== PAGE TEXT ==
Decided June 3, 1941.
In an action against a railroad for killing the plaintiff's cows while being herded over a private farm crossing on returning from pasture, certain evidence, e.g. the obstructions to a view of the train, its lateness, its speed, the failure to give warning of its approach, together with the defendant's knowledge of the probable presence of cattle on the crossing, warranted a finding that due care required a relatively slow and careful operation of the train over the crossing at the time in question and that running it at unusual speed and without warning of its approach constituted negligence.
The fact that plaintiff made use of his crossing with knowledge that a notice posted by the railroad on his crossing gate gave warning that "no signals are given by approaching trains" did not preclude his recovery as matter of law.
The doctrine of assumption of risk is applicable only to the master and servant relation.
An exception to the admission of evidence which has already been introduced is unavailing.
The submission of the question "whether there was anything in the ordinary use of the crossing to call for special protection" was proper where the term "special protection" plainly referred to protection other than the posting of a notice at a private crossing that no warning would be given.
In such case the necessity for warning signals and the point at which, if reasonably required, the sounding of them should have been commenced were questions of fact for the jury.
The knowledge of the engineer and other trainmen that a farmer made use of his private or farm crossing to drive his cattle over the railroad's tracks is the knowledge of the railroad.
Though a declaration for negligently operating a train does not specifically charge excessive speed, yet the allegation that defendant "negligently unskillfully and unlawfully managed, governed, controlled and conducted said engine and train" warranted the court's permission to the plaintiff to reopen his case to introduce evidence of excessive speed.
The conduct of the plaintiff's son in driving the cattle over the crossing without knowledge whether the train had passed and his method of using a small car to so herd them did not constitute contributory negligence as matter of law.
===
Copy the court headnotes from "Though a declaration" to "of excessive speed." verbatim. The material that comes next is separate from the court headnotes shown here.
== DATASET EXCERPT ==
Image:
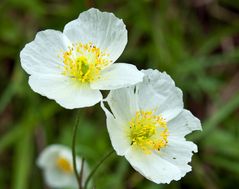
===
**EXERCISE OUTPUT:**
Though a declaration for negligently operating a train does not specifically charge excessive speed, yet the allegation that defendant "negligently unskillfully and unlawfully managed, governed, controlled and conducted said engine and train" warranted the court's permission to the plaintiff to reopen his case to introduce evidence of excessive speed.